__Imports__

In [3]:
pip install googledrivedownloader

Collecting googledrivedownloader
  Downloading googledrivedownloader-0.4-py2.py3-none-any.whl (3.9 kB)
Installing collected packages: googledrivedownloader
Successfully installed googledrivedownloader-0.4
Note: you may need to restart the kernel to use updated packages.


In [5]:
import numpy as np
import pandas as pd
from pyspark.sql import SparkSession
from google_drive_downloader import GoogleDriveDownloader as gdd

__Download File from link given in Canvas__

This will be stored into your local...Do not add into git, file is too large to be pushed onto git master branch

So, we download locally

In [6]:
gdd.download_file_from_google_drive(file_id='0B04GJPshIjmPRnZManQwWEdTZjg',
                                    dest_path='/Users/swapnilbasu/Downloads/trainingandtestdata.zip',
                                    unzip=True)

__Create spark session object (Data Processing)__

In [7]:
spark=SparkSession.builder.appName('data_processing').getOrCreate()

__Load in data__

In [10]:
training_data = spark.read.csv("/Users/swapnilbasu/Downloads/trainingandtestdata/training.1600000.processed.noemoticon.csv",header=False)

__Renaming columns__

In [11]:
training_data.columns

['_c0', '_c1', '_c2', '_c3', '_c4', '_c5']

In [12]:
training_data = training_data.toDF("target",'id','date','query','user_name','text')

In [13]:
training_data.columns

['target', 'id', 'date', 'query', 'user_name', 'text']

__Selecting the target value and text__

In [14]:
df = training_data.select('text','target')

__Assignment 1__. Write out, word for word, the stretch from the start of the entries through the line containing "32L474 27L424 205L488". Omit any pictures.

__Source data__.
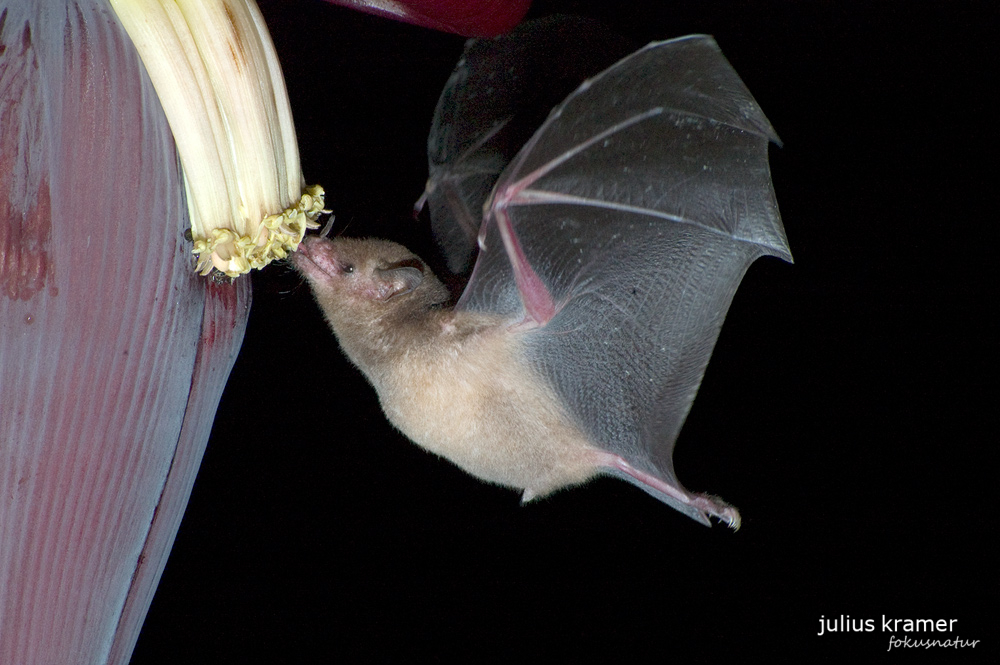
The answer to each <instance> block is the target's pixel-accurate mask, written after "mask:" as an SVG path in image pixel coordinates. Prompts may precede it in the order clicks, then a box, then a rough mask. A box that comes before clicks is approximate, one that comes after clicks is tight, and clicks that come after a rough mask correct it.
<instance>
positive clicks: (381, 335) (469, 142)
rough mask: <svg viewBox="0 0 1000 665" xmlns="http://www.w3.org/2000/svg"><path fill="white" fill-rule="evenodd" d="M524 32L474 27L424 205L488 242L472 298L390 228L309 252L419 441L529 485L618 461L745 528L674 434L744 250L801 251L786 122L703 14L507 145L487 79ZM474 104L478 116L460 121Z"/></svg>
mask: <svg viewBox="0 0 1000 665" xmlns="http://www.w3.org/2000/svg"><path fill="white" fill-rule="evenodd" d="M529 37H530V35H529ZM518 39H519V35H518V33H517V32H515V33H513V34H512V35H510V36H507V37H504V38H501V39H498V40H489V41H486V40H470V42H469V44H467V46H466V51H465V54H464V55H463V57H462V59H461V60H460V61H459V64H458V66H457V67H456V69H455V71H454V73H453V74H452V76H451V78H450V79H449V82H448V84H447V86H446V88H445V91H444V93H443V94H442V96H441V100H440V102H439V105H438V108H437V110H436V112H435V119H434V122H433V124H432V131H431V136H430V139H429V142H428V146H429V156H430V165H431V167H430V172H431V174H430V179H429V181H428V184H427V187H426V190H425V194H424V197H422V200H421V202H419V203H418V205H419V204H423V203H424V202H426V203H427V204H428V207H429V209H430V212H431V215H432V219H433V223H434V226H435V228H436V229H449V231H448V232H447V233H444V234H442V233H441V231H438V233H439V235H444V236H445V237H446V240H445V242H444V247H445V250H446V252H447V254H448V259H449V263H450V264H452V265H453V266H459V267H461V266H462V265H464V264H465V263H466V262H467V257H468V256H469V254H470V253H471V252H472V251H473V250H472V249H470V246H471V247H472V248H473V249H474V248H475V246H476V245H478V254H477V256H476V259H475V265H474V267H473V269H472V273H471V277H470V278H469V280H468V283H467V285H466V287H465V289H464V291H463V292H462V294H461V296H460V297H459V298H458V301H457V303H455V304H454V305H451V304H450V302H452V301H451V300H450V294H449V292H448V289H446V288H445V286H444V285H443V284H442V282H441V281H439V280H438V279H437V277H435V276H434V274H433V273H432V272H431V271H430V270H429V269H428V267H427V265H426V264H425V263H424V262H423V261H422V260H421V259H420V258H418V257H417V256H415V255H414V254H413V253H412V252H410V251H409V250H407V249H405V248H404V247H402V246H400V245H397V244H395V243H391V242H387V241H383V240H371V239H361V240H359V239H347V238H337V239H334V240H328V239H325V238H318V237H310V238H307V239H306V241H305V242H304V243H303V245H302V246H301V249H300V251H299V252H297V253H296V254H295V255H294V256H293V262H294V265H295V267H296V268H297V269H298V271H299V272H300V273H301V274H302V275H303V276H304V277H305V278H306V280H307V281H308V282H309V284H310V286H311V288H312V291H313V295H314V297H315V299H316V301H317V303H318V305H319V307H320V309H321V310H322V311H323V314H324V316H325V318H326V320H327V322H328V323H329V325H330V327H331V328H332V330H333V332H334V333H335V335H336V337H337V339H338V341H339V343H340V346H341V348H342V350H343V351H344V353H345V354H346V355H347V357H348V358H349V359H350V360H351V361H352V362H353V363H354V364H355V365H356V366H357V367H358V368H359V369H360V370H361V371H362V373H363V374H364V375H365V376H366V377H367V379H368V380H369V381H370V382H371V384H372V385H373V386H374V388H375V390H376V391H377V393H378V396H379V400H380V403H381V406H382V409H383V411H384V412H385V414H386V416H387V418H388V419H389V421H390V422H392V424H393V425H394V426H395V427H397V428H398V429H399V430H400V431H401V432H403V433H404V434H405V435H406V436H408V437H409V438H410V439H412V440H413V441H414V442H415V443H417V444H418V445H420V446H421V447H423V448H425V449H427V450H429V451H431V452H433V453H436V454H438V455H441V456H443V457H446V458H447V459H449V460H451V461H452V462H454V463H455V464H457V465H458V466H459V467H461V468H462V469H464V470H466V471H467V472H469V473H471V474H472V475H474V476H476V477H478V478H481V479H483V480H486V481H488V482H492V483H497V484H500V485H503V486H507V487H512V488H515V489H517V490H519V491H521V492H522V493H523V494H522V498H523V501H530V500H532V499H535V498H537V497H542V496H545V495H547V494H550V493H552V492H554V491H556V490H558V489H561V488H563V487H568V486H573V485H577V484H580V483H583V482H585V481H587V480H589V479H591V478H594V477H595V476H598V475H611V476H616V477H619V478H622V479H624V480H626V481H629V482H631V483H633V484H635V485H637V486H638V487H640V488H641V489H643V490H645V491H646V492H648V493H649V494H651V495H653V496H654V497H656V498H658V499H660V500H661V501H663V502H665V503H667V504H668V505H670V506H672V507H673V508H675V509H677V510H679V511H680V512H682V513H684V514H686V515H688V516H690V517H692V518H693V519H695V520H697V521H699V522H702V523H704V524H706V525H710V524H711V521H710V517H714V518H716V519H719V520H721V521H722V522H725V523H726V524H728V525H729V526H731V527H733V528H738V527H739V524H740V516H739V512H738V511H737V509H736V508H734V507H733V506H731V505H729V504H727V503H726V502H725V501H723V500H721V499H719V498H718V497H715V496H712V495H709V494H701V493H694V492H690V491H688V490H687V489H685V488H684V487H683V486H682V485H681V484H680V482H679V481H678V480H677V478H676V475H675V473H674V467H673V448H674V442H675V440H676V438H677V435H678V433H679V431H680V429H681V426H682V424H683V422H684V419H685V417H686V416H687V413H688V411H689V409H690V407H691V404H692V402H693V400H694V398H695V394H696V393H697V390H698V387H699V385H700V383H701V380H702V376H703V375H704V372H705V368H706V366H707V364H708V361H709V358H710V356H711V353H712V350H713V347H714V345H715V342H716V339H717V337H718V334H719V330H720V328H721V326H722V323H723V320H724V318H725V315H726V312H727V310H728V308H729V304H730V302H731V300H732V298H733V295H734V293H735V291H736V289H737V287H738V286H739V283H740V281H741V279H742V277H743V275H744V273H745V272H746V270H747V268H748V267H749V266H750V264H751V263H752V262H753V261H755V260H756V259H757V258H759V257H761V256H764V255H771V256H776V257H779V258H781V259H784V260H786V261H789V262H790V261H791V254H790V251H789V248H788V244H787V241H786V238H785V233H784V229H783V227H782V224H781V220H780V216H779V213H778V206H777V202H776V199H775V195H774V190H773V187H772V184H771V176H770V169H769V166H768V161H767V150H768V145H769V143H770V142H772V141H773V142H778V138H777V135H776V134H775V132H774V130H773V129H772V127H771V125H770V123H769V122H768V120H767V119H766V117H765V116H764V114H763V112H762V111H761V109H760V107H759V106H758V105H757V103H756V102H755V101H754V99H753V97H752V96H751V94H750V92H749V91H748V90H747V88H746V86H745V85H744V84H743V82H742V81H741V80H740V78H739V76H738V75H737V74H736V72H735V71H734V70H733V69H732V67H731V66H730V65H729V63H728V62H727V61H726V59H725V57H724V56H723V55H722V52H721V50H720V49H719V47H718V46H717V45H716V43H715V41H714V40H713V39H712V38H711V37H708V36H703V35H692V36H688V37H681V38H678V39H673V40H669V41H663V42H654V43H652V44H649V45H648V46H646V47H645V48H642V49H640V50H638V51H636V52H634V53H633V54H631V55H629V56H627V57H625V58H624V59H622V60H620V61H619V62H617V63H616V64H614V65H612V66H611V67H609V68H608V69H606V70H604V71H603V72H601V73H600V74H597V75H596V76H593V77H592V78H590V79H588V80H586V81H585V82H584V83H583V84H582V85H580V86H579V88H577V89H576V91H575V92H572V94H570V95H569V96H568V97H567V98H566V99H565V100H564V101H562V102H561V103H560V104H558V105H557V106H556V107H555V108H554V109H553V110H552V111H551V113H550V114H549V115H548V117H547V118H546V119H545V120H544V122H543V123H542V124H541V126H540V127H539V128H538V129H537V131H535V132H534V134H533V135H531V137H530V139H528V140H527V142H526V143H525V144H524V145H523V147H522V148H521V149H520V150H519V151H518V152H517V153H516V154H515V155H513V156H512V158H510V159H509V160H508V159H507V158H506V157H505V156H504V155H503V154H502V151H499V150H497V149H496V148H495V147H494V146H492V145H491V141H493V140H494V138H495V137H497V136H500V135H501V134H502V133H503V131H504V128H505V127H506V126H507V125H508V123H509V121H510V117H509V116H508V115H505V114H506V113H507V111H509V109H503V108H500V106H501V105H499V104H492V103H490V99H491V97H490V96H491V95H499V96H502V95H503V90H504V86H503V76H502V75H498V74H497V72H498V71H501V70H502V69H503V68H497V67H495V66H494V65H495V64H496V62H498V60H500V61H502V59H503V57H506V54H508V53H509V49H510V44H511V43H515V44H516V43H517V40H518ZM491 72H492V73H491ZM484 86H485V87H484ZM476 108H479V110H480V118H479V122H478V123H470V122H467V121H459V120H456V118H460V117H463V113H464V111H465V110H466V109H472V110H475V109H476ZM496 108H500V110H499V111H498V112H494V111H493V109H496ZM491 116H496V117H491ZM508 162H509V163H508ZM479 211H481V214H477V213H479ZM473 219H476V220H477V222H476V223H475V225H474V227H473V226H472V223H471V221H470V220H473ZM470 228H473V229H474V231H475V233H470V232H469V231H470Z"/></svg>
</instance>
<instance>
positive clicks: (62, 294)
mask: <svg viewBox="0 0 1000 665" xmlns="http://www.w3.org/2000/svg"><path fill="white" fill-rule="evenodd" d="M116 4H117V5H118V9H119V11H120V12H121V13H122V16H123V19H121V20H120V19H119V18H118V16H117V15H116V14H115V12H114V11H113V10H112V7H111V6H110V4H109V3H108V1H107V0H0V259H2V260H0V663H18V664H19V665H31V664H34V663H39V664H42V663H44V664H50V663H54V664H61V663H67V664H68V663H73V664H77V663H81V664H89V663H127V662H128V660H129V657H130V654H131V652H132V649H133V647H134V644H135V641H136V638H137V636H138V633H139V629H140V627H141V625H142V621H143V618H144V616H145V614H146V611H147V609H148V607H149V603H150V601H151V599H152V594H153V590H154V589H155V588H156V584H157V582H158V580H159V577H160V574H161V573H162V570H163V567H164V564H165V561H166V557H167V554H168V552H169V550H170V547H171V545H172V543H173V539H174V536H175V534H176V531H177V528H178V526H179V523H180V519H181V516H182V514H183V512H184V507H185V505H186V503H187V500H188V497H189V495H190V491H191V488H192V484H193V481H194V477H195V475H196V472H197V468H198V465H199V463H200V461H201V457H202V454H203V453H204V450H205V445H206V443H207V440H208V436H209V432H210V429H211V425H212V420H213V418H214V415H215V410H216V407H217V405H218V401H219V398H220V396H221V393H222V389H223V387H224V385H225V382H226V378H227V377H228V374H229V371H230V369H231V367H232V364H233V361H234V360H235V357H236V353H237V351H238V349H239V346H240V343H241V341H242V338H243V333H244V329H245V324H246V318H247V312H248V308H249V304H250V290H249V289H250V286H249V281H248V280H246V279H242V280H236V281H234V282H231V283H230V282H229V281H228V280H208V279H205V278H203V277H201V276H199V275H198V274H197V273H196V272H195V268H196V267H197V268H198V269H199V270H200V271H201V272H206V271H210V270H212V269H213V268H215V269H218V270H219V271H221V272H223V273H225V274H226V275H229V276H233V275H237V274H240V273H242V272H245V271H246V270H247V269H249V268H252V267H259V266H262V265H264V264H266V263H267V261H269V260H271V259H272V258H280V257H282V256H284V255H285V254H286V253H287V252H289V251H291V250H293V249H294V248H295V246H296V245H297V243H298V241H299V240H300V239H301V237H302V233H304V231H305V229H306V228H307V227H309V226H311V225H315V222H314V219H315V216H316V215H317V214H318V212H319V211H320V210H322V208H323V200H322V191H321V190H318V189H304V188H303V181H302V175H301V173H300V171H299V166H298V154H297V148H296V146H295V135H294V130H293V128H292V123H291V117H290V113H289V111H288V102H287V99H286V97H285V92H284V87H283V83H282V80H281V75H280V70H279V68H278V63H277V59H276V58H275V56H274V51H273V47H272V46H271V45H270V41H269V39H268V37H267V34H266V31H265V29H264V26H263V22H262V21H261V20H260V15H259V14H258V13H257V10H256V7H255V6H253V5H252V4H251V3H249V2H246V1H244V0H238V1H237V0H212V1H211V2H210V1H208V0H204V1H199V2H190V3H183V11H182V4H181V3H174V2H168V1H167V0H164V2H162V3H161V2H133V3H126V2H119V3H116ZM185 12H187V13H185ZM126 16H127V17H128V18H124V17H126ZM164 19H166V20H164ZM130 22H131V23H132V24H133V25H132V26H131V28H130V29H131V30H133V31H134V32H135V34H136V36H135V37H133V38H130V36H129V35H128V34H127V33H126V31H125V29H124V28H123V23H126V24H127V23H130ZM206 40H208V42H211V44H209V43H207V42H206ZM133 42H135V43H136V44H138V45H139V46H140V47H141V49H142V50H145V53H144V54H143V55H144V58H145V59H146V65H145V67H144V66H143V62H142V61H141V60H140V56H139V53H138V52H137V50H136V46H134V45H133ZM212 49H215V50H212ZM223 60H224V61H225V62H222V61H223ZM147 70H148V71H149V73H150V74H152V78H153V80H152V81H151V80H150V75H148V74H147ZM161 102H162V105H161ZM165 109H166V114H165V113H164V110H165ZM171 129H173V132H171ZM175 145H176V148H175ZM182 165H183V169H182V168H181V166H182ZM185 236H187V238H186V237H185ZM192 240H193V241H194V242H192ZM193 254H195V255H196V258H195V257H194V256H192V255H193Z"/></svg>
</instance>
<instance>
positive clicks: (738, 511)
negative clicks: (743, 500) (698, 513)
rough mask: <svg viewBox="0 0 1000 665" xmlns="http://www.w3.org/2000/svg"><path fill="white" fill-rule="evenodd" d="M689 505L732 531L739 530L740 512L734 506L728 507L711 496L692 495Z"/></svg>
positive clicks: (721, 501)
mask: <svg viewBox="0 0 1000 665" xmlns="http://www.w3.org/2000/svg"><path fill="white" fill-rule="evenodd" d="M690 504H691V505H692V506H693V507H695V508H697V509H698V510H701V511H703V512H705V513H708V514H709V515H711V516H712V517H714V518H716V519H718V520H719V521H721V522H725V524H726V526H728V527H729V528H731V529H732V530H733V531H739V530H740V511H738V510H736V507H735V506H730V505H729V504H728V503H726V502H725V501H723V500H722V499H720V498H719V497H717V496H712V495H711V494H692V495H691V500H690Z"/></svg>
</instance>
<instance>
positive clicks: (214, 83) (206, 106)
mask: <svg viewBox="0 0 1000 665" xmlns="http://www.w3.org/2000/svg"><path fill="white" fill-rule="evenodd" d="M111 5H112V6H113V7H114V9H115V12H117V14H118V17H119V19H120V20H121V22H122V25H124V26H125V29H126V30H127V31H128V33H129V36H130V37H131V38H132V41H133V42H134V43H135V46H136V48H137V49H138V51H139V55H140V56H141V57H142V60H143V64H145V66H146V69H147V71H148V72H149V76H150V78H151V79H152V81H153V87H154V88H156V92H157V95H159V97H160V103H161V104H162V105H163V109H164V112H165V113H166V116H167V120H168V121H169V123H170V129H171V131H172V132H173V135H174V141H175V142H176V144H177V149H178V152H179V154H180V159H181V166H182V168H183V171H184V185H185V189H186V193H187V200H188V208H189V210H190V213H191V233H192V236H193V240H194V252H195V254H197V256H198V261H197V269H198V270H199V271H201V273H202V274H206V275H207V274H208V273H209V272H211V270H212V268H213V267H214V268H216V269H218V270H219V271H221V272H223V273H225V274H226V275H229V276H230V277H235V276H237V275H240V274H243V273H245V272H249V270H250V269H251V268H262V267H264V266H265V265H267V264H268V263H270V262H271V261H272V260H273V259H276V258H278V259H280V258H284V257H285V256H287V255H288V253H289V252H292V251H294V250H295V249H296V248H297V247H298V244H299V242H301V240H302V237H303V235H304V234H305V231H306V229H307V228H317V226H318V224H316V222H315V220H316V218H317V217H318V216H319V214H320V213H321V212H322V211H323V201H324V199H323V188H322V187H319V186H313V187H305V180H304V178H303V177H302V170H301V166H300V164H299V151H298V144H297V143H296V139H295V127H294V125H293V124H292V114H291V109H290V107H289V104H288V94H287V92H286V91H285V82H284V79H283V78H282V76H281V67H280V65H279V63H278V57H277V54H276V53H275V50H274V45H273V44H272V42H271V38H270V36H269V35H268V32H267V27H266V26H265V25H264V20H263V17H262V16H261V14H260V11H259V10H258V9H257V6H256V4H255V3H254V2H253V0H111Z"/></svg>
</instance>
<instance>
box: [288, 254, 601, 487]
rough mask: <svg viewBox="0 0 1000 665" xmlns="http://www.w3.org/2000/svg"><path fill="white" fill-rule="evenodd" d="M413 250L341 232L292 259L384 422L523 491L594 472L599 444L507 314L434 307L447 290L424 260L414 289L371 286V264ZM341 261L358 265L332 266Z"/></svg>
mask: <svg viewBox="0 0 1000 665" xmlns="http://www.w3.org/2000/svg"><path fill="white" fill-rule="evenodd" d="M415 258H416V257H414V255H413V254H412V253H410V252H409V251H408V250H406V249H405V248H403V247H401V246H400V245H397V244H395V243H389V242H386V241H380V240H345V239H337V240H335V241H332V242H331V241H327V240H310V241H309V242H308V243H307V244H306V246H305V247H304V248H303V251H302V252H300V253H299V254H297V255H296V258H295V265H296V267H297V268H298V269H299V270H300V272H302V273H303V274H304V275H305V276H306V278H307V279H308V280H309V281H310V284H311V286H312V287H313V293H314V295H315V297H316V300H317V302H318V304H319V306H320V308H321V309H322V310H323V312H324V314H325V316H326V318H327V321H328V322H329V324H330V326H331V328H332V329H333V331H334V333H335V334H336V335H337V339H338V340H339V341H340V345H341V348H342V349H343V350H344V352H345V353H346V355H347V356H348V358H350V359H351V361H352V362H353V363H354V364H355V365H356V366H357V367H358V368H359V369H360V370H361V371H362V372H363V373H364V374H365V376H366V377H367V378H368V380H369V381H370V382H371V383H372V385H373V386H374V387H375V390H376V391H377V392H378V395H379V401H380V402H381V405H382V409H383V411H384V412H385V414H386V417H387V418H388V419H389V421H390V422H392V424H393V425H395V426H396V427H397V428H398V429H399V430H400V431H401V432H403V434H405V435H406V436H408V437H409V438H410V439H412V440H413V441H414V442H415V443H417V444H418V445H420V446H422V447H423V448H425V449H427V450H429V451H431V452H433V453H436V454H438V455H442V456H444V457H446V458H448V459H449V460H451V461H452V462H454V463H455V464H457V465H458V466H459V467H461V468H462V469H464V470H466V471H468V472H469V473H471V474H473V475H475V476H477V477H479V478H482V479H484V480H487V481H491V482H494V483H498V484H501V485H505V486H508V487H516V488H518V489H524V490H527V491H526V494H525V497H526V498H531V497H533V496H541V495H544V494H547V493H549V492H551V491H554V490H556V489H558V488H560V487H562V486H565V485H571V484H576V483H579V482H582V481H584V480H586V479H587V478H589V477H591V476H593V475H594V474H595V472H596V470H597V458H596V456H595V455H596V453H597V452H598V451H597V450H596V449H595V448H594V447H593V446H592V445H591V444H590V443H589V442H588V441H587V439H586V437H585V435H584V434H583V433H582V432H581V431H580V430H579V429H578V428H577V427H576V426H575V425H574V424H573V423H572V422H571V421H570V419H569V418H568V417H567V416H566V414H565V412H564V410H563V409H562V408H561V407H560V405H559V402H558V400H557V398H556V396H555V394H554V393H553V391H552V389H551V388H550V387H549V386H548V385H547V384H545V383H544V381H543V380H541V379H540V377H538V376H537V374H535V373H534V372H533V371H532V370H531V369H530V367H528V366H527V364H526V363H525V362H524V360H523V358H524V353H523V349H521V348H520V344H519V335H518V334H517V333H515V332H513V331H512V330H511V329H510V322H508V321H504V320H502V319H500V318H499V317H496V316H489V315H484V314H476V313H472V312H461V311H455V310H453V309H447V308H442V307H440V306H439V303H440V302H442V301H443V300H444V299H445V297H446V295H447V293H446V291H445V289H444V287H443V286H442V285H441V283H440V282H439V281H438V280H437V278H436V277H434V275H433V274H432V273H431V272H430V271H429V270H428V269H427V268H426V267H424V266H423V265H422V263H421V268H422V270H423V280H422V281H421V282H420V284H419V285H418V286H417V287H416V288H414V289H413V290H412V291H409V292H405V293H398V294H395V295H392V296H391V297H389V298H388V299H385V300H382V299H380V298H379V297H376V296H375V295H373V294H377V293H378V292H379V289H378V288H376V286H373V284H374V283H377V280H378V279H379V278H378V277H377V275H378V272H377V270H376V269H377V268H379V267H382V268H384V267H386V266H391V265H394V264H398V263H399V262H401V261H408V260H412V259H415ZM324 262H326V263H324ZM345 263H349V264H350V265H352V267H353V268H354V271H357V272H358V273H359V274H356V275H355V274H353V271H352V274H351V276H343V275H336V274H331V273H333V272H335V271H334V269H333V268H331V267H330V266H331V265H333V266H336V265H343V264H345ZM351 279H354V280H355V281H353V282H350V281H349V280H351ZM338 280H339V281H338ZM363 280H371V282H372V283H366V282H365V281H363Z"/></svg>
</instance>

__Assignment 2__. Return the stretch of the Spark notebook from "Installing collected packages: googledrivedownloader" through "use updated packages.", copied character for character.

__Reply 1__.
The answer to each <instance> block is the target's pixel-accurate mask, written after "mask:" as an SVG path in image pixel coordinates. Prompts may precede it in the order clicks, then a box, then a rough mask. A box that comes before clicks is approximate, one that comes after clicks is tight, and clicks that come after a rough mask correct it.
<instance>
positive clicks: (381, 335) (469, 142)
rough mask: <svg viewBox="0 0 1000 665" xmlns="http://www.w3.org/2000/svg"><path fill="white" fill-rule="evenodd" d="M524 32L474 27L424 205L488 242L472 298L390 228L309 252L419 441L529 485L618 461L745 528L674 434L744 250L801 251L786 122L703 14L507 145L487 79ZM474 104L478 116L460 121Z"/></svg>

__Reply 2__.
Installing collected packages: googledrivedownloader
Successfully installed googledrivedownloader-0.4
Note: you may need to restart the kernel to use updated packages.